■ AIM OF THE TASK: The lines below that include "carriage" are to be found and copied.

Stored data entries:
((

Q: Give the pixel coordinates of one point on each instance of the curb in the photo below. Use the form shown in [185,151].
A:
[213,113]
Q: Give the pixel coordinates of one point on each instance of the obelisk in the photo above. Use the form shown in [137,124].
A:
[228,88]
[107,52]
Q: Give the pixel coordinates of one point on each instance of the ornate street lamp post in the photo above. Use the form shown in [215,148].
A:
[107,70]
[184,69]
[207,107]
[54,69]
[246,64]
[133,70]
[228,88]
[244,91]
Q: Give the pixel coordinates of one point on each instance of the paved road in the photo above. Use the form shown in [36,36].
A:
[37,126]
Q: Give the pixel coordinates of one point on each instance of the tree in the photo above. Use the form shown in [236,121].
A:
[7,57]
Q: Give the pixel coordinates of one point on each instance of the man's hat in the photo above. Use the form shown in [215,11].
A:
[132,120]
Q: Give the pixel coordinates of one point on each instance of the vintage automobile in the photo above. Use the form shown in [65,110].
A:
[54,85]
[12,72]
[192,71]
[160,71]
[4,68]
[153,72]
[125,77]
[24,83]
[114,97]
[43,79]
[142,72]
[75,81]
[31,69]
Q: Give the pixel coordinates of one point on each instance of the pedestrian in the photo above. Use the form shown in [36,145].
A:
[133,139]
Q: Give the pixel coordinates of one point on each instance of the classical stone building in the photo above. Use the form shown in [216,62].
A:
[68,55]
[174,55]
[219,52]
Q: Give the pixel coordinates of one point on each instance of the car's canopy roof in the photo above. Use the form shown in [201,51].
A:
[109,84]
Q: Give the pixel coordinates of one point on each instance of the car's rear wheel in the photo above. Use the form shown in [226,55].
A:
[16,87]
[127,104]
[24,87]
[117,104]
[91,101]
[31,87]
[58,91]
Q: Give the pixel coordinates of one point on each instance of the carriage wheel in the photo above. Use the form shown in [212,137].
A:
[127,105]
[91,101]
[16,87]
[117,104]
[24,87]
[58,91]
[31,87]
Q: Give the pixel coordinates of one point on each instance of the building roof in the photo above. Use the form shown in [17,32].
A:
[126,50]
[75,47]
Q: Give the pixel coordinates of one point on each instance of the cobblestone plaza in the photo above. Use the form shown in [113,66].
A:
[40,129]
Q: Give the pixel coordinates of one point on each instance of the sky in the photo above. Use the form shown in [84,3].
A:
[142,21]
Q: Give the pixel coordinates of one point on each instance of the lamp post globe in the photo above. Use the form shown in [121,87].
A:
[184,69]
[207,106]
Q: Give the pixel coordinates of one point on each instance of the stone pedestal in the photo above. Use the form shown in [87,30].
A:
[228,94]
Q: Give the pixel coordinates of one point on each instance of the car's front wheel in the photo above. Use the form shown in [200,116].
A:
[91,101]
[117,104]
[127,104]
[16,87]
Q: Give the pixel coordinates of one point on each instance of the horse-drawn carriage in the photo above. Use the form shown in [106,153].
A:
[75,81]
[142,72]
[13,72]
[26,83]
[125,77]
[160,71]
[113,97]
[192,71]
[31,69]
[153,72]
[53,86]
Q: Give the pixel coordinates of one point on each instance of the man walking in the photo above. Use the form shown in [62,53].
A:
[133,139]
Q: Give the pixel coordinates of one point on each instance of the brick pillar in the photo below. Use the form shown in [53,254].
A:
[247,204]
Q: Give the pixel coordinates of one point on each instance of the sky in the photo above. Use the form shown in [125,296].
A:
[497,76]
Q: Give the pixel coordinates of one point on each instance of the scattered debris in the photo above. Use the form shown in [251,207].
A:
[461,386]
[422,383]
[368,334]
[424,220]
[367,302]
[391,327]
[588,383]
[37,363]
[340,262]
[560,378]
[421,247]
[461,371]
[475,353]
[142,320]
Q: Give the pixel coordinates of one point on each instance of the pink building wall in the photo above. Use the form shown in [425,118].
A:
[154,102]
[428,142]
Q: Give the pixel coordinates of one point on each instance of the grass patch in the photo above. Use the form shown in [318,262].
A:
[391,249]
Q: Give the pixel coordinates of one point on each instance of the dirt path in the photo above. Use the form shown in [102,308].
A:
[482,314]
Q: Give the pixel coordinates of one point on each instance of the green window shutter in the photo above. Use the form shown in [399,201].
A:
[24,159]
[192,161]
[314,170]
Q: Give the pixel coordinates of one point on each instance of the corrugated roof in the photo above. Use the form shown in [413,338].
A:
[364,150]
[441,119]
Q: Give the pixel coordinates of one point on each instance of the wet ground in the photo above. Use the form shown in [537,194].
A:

))

■ EXERCISE SOLUTION:
Q: Give the pixel coordinates of one point on each instance of the carriage wheel in the photo above. Use the form shown in [212,137].
Q: Give the pixel coordinates of one point on each instance of the horse-drawn carriage in the photo above. Use the form shown in [106,153].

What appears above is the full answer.